Material supplied =>
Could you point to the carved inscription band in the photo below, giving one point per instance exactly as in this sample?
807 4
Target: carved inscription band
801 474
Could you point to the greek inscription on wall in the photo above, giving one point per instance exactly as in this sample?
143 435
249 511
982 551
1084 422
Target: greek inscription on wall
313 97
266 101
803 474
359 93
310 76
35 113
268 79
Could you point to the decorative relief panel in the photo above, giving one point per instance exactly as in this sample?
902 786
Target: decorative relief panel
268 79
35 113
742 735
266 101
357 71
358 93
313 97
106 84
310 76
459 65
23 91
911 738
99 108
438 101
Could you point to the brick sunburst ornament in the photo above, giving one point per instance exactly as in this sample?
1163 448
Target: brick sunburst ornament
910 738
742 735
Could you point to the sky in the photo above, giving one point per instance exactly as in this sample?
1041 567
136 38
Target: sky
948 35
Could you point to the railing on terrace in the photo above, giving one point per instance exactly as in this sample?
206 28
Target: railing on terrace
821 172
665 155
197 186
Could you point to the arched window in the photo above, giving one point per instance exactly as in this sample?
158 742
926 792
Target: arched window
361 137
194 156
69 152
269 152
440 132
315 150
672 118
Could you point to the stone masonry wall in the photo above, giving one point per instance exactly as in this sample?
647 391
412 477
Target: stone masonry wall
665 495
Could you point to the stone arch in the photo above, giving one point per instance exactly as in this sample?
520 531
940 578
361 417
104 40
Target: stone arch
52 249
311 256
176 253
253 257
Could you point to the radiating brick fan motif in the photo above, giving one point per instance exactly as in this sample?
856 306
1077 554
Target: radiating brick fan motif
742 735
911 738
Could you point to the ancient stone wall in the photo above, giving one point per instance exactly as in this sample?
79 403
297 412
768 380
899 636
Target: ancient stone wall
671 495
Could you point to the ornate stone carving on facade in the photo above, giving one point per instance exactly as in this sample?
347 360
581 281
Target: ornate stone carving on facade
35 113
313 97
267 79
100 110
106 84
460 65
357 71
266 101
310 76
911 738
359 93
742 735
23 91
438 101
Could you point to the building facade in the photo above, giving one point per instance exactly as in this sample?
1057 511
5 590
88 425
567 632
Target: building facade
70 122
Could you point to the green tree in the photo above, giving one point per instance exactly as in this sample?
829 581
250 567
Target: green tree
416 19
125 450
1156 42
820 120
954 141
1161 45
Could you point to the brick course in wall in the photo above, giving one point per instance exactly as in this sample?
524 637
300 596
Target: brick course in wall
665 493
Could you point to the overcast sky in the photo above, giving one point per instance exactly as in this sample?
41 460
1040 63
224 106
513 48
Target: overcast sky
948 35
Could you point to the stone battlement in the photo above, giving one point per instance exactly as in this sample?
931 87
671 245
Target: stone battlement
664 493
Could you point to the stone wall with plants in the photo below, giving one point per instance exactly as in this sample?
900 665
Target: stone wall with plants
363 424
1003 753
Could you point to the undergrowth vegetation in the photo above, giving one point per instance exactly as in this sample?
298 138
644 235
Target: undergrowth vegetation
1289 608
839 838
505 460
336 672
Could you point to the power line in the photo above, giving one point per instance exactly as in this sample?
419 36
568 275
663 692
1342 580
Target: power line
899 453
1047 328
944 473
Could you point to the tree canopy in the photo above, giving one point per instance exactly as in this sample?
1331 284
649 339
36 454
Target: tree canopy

Task description => Using the records above as the source, restate each line verbatim.

Output =>
Could you point to the carved inscription band in the photo below, giving one point per instance exactly as in this sample?
807 4
Target: carved inscription band
801 474
Could you point to the greek inscription on wall in the photo above, giving one point per instance exactly as in this sample?
143 435
249 511
982 551
1084 422
Target: greek inscription on wall
313 97
266 101
803 474
359 93
310 76
35 113
268 79
Could you point to the decorative relief panel in the photo above, giving one point per instance exactly as in this sample?
902 786
Target: decorative relief panel
268 79
35 113
742 735
266 101
357 71
358 93
313 97
106 84
310 76
459 65
23 91
911 738
99 108
438 101
Could you point to the brick sunburst ornament in the photo above, giving one point per instance exactly as in this sample?
1163 448
Target: brick sunburst ornament
910 738
742 735
Could you point to the sky in the photo above, giving one point per instance exactly as in this sample?
1041 567
136 38
Target: sky
948 35
Could you point to the railing on terrace in the photo above, giving one point per instance exactly as in this sample?
206 28
Target: railing on terrace
821 172
665 155
197 186
Could you point to the arched window in the photo above, giving one point per instance exactly as in this sample?
158 742
926 792
Target: arched window
361 137
194 156
69 152
269 152
440 132
315 150
672 118
Could you point to the stone masonry wall in the photo above, giving one point per instance exactly as in this sample?
647 391
412 477
Target: stone masonry wall
665 495
Could you point to the stone arch in the photo above, giving one point per instance exactly as in this sample?
520 531
940 578
361 417
104 40
Target: stone arch
52 249
311 256
176 253
253 257
Could you point to the radiating brick fan motif in the photo above, giving one point per instance exactly as in this sample?
856 306
1077 554
Target: radiating brick fan motif
742 735
911 738
Could you point to the ancient stone wall in the photo above, giving one point per instance exactly as in this sample?
79 403
297 412
768 380
899 636
Target: ancient stone wall
671 495
Could you point to the ornate stone carving on facade in the photo above, giving one point per instance exactly as in this sample?
347 360
581 281
Target: ornate stone carving on facade
35 113
313 97
267 79
100 110
106 84
460 65
357 71
266 101
310 76
911 738
359 93
742 735
23 91
438 101
Could you point to the building facade in the photo above, giving one point per instance exactly as in this sample?
1057 511
5 590
88 425
567 632
Target: building facade
70 122
Could you point to the green tree in the photo above, giving one point per instance exactly as in this sample?
829 581
250 567
Target: green tree
416 19
125 450
1156 42
820 120
954 141
1161 45
Could you point to the brick course in wall in the photo above, giving one point per instance exactly as in this sample?
524 637
300 596
Target: brick course in wall
665 493
Could you point to the overcast sky in the photo above, giving one point per instance exactly as in this sample?
41 460
1040 63
224 106
513 48
Target: overcast sky
948 35
Could you point to the stone battlement in the photo above, giving one point per instance exactly as in this sample?
931 87
671 245
Target: stone battlement
664 493
Could you point to the stone wall with plants in the photo below, giving one point per instance exactly as in this sample?
900 665
Target: stone wall with plants
363 424
1003 753
Could you point to the undergrowth vegetation in the photo above, giving one point per instance exactly as in this sample?
298 138
644 235
Target: undergrowth vegetation
1289 608
839 838
505 460
336 672
Could you point to the power line in the photo above, giving one point per instance exactly as in this sample?
419 36
568 275
663 692
1342 580
Target: power line
899 453
1047 328
944 473
Could you point to the tree canopy in the photo above, giving one point per instance exactly as in this sample?
1331 284
649 339
36 454
Target: tree canopy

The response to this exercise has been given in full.